**Action item**
Across the entries that follow, work out the number of lines containing the string "door", and state it alone.

**** Provided records ****

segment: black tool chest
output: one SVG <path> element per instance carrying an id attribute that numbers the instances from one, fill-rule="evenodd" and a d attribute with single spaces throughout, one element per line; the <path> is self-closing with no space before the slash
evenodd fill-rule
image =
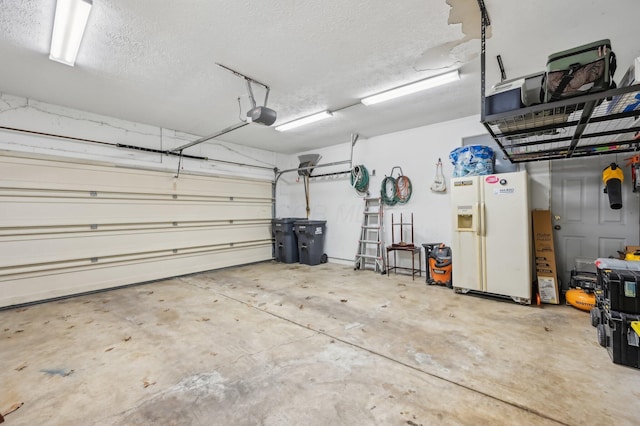
<path id="1" fill-rule="evenodd" d="M 591 323 L 616 364 L 640 368 L 640 271 L 598 269 Z"/>

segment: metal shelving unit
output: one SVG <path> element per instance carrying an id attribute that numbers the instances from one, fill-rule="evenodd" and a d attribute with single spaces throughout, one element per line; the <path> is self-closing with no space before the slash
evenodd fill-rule
<path id="1" fill-rule="evenodd" d="M 640 84 L 485 115 L 486 27 L 481 11 L 481 121 L 512 163 L 640 150 Z M 631 109 L 631 111 L 629 111 Z M 639 134 L 640 135 L 640 134 Z"/>
<path id="2" fill-rule="evenodd" d="M 640 85 L 487 115 L 482 123 L 513 163 L 636 151 Z"/>

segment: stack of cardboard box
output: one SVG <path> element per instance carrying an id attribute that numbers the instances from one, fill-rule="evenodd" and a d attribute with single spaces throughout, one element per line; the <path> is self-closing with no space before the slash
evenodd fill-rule
<path id="1" fill-rule="evenodd" d="M 558 294 L 558 274 L 553 246 L 553 227 L 549 210 L 534 210 L 533 242 L 536 255 L 536 277 L 538 294 L 542 303 L 560 303 Z"/>

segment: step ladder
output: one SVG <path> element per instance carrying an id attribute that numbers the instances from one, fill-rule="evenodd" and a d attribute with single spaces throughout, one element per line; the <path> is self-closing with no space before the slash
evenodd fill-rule
<path id="1" fill-rule="evenodd" d="M 384 217 L 382 198 L 365 197 L 362 227 L 354 269 L 367 269 L 386 273 L 384 262 Z M 369 268 L 371 269 L 371 268 Z"/>

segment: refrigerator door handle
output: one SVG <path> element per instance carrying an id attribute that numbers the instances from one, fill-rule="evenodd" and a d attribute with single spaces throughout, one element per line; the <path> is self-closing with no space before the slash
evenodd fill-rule
<path id="1" fill-rule="evenodd" d="M 480 233 L 478 235 L 485 237 L 487 235 L 487 221 L 485 215 L 485 204 L 480 203 L 480 211 L 478 212 L 480 215 Z"/>
<path id="2" fill-rule="evenodd" d="M 480 204 L 473 204 L 473 230 L 476 235 L 482 235 L 482 218 L 480 217 Z"/>
<path id="3" fill-rule="evenodd" d="M 473 205 L 473 218 L 474 218 L 474 226 L 475 226 L 475 244 L 476 244 L 476 276 L 478 277 L 478 290 L 485 290 L 485 279 L 483 274 L 484 269 L 484 252 L 483 252 L 483 238 L 482 238 L 482 230 L 484 228 L 484 218 L 482 217 L 482 207 L 484 203 L 475 203 Z"/>

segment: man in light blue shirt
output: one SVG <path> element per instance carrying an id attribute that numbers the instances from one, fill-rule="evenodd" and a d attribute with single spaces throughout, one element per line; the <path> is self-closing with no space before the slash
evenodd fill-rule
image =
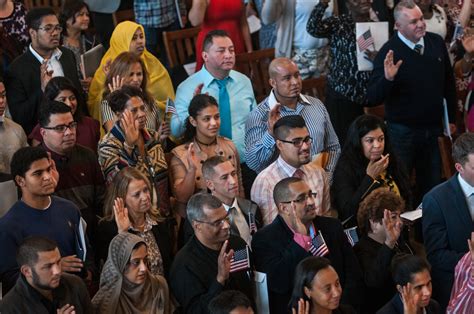
<path id="1" fill-rule="evenodd" d="M 175 100 L 177 114 L 171 118 L 171 133 L 175 137 L 183 135 L 188 119 L 189 103 L 194 93 L 196 91 L 207 93 L 219 102 L 221 135 L 232 139 L 239 151 L 240 160 L 244 163 L 245 121 L 250 111 L 257 105 L 252 83 L 244 74 L 232 70 L 235 65 L 234 44 L 226 32 L 217 30 L 206 35 L 202 57 L 203 68 L 178 86 Z M 223 113 L 225 104 L 222 99 L 219 99 L 221 93 L 219 80 L 227 81 L 230 117 L 226 117 Z M 230 133 L 223 134 L 226 126 L 230 127 Z"/>

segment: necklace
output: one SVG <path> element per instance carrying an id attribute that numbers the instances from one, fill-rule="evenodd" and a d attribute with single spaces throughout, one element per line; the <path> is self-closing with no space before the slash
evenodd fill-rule
<path id="1" fill-rule="evenodd" d="M 209 147 L 209 146 L 217 144 L 217 137 L 209 144 L 201 142 L 200 140 L 197 139 L 197 137 L 194 137 L 194 140 L 198 143 L 199 146 L 204 145 L 206 147 Z"/>

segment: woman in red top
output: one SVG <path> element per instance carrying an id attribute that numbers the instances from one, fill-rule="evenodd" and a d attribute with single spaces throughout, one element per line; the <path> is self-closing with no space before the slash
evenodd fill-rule
<path id="1" fill-rule="evenodd" d="M 196 71 L 202 67 L 202 43 L 211 30 L 226 31 L 234 43 L 236 54 L 252 51 L 243 0 L 193 0 L 189 21 L 193 26 L 201 26 L 196 42 Z"/>

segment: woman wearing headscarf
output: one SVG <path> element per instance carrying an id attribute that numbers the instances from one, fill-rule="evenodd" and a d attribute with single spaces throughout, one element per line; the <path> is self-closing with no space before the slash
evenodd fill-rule
<path id="1" fill-rule="evenodd" d="M 108 65 L 124 51 L 130 51 L 143 60 L 149 74 L 147 92 L 156 100 L 162 113 L 165 109 L 166 100 L 168 98 L 174 100 L 173 84 L 166 68 L 145 48 L 143 26 L 135 22 L 124 21 L 115 27 L 110 38 L 110 48 L 102 58 L 89 88 L 87 107 L 91 116 L 96 120 L 100 119 L 100 102 L 104 93 Z"/>
<path id="2" fill-rule="evenodd" d="M 119 233 L 109 246 L 100 275 L 100 287 L 92 299 L 95 313 L 172 313 L 168 284 L 148 271 L 147 246 L 142 238 Z"/>

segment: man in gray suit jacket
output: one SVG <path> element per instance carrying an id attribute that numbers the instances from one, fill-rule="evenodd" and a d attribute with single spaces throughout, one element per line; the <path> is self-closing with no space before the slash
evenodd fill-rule
<path id="1" fill-rule="evenodd" d="M 464 133 L 453 145 L 458 174 L 423 198 L 423 238 L 432 266 L 433 297 L 446 308 L 454 268 L 469 250 L 474 231 L 474 134 Z"/>
<path id="2" fill-rule="evenodd" d="M 239 180 L 234 165 L 221 156 L 209 158 L 202 165 L 207 188 L 224 205 L 230 217 L 230 232 L 240 236 L 250 246 L 252 235 L 262 226 L 262 214 L 257 204 L 239 197 Z"/>

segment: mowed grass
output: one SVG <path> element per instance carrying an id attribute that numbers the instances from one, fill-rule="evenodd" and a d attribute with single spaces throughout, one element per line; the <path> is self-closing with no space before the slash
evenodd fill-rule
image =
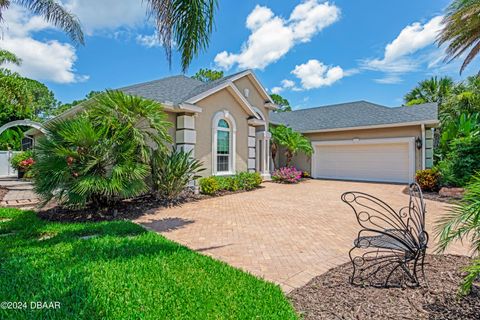
<path id="1" fill-rule="evenodd" d="M 297 319 L 280 288 L 127 221 L 0 209 L 0 319 Z"/>

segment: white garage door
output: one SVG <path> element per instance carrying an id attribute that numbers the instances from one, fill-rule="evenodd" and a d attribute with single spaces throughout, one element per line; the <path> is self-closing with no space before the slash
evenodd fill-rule
<path id="1" fill-rule="evenodd" d="M 312 172 L 315 178 L 408 183 L 414 171 L 412 152 L 409 141 L 316 145 Z"/>

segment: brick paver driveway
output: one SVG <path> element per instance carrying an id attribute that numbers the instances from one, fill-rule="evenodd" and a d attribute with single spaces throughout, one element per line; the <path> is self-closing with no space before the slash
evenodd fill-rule
<path id="1" fill-rule="evenodd" d="M 343 192 L 370 193 L 393 208 L 408 204 L 400 185 L 324 180 L 263 185 L 253 192 L 159 210 L 137 222 L 289 292 L 348 261 L 359 228 L 351 209 L 340 200 Z M 427 229 L 432 234 L 432 222 L 447 205 L 426 202 Z M 458 244 L 450 252 L 467 250 Z"/>

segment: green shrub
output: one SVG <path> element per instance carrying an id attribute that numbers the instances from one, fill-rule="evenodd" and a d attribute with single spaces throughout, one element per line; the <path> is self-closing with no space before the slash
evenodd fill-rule
<path id="1" fill-rule="evenodd" d="M 235 179 L 235 176 L 214 176 L 214 178 L 218 182 L 219 190 L 232 192 L 240 190 L 239 181 Z"/>
<path id="2" fill-rule="evenodd" d="M 418 170 L 415 180 L 423 191 L 435 191 L 438 189 L 440 173 L 437 168 Z"/>
<path id="3" fill-rule="evenodd" d="M 28 160 L 28 159 L 33 159 L 33 152 L 31 150 L 27 151 L 22 151 L 19 153 L 16 153 L 11 159 L 10 159 L 10 164 L 15 170 L 20 169 L 20 162 Z"/>
<path id="4" fill-rule="evenodd" d="M 211 176 L 200 179 L 200 191 L 209 195 L 218 191 L 249 191 L 258 188 L 261 183 L 262 177 L 258 172 L 239 172 L 233 176 Z"/>
<path id="5" fill-rule="evenodd" d="M 191 180 L 199 178 L 205 170 L 202 163 L 192 157 L 192 152 L 173 149 L 169 153 L 155 151 L 152 157 L 153 190 L 171 202 L 186 188 Z"/>
<path id="6" fill-rule="evenodd" d="M 201 178 L 200 192 L 203 194 L 214 195 L 220 190 L 220 185 L 216 177 Z"/>
<path id="7" fill-rule="evenodd" d="M 480 170 L 480 136 L 454 139 L 450 143 L 450 151 L 438 167 L 443 185 L 465 186 Z"/>
<path id="8" fill-rule="evenodd" d="M 258 188 L 263 181 L 258 172 L 240 172 L 234 176 L 234 180 L 237 181 L 239 189 L 247 191 Z"/>

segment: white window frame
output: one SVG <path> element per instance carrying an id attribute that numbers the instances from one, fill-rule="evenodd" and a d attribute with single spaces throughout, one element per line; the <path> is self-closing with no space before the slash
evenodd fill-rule
<path id="1" fill-rule="evenodd" d="M 230 132 L 230 156 L 228 159 L 228 171 L 217 171 L 217 138 L 218 138 L 218 130 L 226 131 L 225 128 L 218 127 L 218 122 L 220 120 L 225 120 L 228 125 Z M 228 110 L 222 110 L 213 116 L 212 120 L 212 175 L 233 175 L 236 173 L 235 170 L 235 158 L 237 155 L 236 152 L 236 140 L 237 140 L 237 125 L 235 122 L 235 118 L 233 118 L 232 114 Z"/>

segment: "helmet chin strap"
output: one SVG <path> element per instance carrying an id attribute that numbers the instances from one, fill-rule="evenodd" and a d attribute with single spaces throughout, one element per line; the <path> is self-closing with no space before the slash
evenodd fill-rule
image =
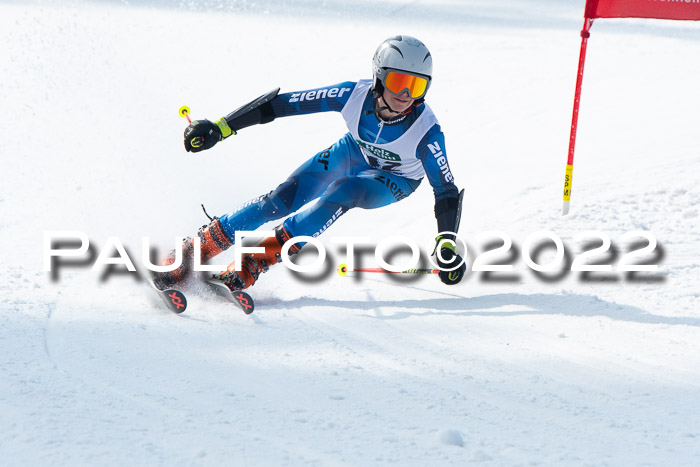
<path id="1" fill-rule="evenodd" d="M 389 104 L 387 103 L 386 100 L 384 100 L 383 97 L 382 97 L 382 101 L 384 102 L 384 106 L 379 107 L 379 98 L 380 97 L 381 96 L 379 95 L 379 93 L 375 93 L 374 104 L 373 104 L 374 108 L 372 110 L 365 110 L 365 115 L 369 115 L 369 114 L 379 115 L 380 112 L 384 112 L 385 110 L 388 110 L 389 112 L 395 113 L 396 115 L 402 115 L 402 114 L 408 113 L 411 109 L 409 107 L 407 110 L 404 110 L 403 112 L 398 112 L 398 111 L 392 109 L 391 107 L 389 107 Z"/>

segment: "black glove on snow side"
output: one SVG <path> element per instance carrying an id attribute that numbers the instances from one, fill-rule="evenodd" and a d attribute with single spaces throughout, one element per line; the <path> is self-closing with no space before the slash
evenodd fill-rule
<path id="1" fill-rule="evenodd" d="M 439 241 L 440 240 L 438 239 L 438 242 Z M 442 256 L 442 260 L 440 259 L 440 256 Z M 450 243 L 443 243 L 440 254 L 436 254 L 435 259 L 437 259 L 438 266 L 440 266 L 441 269 L 451 269 L 461 263 L 461 265 L 454 271 L 440 271 L 440 274 L 438 275 L 440 276 L 440 280 L 443 284 L 455 285 L 462 280 L 462 277 L 464 277 L 464 273 L 467 270 L 467 264 L 466 262 L 462 261 L 462 257 L 459 256 L 459 254 L 455 253 L 454 245 Z"/>
<path id="2" fill-rule="evenodd" d="M 185 128 L 185 149 L 199 152 L 221 141 L 221 129 L 209 120 L 195 120 Z"/>

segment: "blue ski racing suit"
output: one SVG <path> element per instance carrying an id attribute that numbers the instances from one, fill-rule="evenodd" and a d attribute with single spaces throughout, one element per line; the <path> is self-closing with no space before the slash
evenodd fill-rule
<path id="1" fill-rule="evenodd" d="M 435 194 L 438 231 L 455 231 L 458 189 L 435 115 L 421 102 L 384 121 L 373 112 L 375 97 L 371 80 L 347 81 L 278 94 L 255 112 L 224 117 L 235 134 L 246 126 L 279 117 L 335 111 L 342 114 L 349 130 L 277 188 L 221 216 L 229 239 L 237 230 L 255 230 L 291 213 L 295 214 L 283 222 L 291 237 L 317 237 L 349 209 L 374 209 L 401 201 L 426 175 Z M 299 211 L 316 199 L 317 203 Z"/>

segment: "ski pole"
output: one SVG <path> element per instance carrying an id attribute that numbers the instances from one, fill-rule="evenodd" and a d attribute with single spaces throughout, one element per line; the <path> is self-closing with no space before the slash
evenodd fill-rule
<path id="1" fill-rule="evenodd" d="M 192 124 L 192 120 L 190 120 L 190 108 L 189 107 L 187 107 L 186 105 L 183 105 L 182 107 L 180 107 L 180 110 L 178 111 L 178 113 L 180 114 L 181 117 L 187 119 L 187 123 L 189 123 L 190 125 Z"/>
<path id="2" fill-rule="evenodd" d="M 348 266 L 341 264 L 338 266 L 338 274 L 347 276 L 349 272 L 375 272 L 380 274 L 439 274 L 439 269 L 406 269 L 405 271 L 387 271 L 382 268 L 360 268 L 348 269 Z"/>

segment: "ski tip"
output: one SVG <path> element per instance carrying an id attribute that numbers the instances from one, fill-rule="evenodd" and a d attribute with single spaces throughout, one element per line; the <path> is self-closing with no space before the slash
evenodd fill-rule
<path id="1" fill-rule="evenodd" d="M 341 276 L 347 276 L 348 275 L 348 267 L 345 264 L 341 264 L 338 266 L 338 274 Z"/>
<path id="2" fill-rule="evenodd" d="M 245 313 L 246 315 L 249 315 L 253 311 L 255 311 L 255 302 L 253 301 L 253 297 L 243 292 L 242 290 L 232 292 L 231 297 L 236 302 L 236 304 L 239 307 L 241 307 L 241 310 L 243 310 L 243 313 Z"/>
<path id="3" fill-rule="evenodd" d="M 165 304 L 173 313 L 180 314 L 187 309 L 187 297 L 177 289 L 161 290 Z"/>
<path id="4" fill-rule="evenodd" d="M 224 281 L 215 276 L 207 280 L 206 283 L 209 284 L 210 287 L 213 287 L 217 294 L 222 295 L 235 303 L 246 315 L 251 314 L 255 310 L 255 302 L 253 301 L 253 297 L 248 295 L 247 292 L 235 289 L 231 290 Z"/>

****

**Response to this exercise**
2